== TASK INSTRUCTIONS ==
Report each line of the material below that contains the word "blue", matching case exactly.

== Source records ==
--------------------------------

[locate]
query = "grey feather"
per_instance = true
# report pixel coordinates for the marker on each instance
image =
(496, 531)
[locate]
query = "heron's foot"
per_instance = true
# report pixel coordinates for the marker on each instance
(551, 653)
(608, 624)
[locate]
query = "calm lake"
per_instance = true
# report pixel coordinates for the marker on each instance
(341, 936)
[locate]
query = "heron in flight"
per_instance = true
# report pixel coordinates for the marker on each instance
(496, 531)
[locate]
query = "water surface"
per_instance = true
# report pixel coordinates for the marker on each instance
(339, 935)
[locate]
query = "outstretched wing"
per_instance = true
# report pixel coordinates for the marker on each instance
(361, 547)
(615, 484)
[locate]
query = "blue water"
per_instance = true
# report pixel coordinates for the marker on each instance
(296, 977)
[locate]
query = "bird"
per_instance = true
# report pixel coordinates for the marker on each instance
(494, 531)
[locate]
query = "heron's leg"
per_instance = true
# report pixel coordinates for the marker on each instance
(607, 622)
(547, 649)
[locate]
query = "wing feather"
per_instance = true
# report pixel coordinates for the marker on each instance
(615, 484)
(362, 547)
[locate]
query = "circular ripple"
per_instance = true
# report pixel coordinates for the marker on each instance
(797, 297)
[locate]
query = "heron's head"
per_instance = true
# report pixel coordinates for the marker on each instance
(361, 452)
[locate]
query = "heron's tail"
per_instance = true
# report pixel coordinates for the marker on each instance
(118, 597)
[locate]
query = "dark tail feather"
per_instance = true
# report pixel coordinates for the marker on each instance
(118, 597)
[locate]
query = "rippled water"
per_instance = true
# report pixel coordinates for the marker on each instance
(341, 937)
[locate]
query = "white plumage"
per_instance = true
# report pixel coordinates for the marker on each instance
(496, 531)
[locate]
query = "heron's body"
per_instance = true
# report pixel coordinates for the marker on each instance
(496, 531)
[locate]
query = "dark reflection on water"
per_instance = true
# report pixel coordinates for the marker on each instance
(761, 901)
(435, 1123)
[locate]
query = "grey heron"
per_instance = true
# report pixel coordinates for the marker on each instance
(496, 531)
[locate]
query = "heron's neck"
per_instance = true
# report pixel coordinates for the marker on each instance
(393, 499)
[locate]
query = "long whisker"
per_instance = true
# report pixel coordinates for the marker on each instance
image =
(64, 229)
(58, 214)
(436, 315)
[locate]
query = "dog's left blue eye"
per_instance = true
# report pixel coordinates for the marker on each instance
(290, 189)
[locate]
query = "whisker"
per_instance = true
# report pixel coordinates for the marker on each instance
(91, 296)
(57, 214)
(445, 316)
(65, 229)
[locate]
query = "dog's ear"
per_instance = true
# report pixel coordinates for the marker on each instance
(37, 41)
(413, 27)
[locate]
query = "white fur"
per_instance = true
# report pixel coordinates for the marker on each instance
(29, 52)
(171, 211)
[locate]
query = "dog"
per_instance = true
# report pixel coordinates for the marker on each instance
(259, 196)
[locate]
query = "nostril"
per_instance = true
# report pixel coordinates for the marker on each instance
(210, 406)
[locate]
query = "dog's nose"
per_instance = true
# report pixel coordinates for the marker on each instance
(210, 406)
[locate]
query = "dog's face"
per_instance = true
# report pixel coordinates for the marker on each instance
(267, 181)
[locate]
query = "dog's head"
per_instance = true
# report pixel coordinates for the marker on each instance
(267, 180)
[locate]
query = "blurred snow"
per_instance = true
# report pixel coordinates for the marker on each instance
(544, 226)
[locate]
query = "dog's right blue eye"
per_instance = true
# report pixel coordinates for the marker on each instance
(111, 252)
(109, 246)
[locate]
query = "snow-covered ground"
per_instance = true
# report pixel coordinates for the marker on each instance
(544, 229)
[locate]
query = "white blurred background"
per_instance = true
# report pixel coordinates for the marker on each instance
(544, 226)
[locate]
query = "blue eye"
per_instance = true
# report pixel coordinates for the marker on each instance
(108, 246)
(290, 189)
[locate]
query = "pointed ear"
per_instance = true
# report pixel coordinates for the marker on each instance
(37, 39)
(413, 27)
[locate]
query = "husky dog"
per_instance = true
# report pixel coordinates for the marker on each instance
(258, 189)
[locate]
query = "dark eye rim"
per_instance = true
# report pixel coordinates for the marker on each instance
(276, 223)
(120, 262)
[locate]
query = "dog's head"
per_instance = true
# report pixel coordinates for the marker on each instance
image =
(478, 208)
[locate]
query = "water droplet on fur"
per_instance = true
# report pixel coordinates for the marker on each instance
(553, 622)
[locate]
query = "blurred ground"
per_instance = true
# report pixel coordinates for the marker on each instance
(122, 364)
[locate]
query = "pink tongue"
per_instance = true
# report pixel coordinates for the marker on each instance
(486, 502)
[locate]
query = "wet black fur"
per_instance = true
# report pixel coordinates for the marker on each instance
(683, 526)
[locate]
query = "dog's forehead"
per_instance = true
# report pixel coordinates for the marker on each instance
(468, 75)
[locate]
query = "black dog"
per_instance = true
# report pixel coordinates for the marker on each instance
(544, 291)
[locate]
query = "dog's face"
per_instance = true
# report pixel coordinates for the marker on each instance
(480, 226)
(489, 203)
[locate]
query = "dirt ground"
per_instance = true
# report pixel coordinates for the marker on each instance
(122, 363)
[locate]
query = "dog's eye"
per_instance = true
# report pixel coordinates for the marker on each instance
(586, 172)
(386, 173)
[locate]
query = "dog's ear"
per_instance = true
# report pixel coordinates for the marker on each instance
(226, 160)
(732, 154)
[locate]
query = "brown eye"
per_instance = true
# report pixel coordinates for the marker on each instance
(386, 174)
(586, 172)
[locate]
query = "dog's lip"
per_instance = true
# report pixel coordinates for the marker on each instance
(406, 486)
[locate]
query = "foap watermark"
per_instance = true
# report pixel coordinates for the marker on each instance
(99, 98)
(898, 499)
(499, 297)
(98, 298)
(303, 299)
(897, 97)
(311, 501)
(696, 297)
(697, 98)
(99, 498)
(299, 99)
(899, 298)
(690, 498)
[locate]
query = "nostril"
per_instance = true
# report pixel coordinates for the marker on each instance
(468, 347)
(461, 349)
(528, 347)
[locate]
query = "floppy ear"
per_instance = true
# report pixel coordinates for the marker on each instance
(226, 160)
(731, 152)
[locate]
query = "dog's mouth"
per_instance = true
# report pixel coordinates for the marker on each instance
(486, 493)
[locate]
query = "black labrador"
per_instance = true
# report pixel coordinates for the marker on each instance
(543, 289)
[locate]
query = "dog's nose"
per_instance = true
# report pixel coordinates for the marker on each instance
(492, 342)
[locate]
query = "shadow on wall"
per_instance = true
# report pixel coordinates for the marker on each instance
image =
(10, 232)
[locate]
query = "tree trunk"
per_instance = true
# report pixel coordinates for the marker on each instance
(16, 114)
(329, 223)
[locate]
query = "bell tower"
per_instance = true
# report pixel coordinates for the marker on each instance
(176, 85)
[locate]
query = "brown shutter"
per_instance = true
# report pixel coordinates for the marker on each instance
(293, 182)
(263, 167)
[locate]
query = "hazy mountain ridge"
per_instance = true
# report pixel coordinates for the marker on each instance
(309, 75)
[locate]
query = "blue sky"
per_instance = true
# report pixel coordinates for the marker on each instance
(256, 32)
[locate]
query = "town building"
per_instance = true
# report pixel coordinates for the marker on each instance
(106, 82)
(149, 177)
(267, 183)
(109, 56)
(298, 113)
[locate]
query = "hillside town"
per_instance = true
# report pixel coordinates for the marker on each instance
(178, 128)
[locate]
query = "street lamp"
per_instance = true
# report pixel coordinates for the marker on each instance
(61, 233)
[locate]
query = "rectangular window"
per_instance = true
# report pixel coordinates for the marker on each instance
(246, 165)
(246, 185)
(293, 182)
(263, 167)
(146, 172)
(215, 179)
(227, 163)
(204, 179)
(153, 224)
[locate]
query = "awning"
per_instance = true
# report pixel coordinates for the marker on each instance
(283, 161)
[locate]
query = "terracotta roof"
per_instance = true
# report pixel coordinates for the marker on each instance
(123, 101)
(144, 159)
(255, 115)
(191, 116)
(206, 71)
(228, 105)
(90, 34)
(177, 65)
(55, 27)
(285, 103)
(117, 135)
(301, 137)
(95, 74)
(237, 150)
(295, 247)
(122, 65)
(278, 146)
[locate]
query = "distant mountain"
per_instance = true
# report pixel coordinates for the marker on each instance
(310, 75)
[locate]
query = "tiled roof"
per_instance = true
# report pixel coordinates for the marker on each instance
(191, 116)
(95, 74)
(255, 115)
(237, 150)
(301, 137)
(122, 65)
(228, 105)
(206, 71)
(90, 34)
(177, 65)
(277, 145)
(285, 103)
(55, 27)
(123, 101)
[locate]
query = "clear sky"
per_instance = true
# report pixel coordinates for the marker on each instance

--------------------------------

== EXERCISE SOLUTION ==
query = "blue water"
query = "dog's left blue eye"
query = "dog's right blue eye"
query = "blue eye"
query = "blue sky"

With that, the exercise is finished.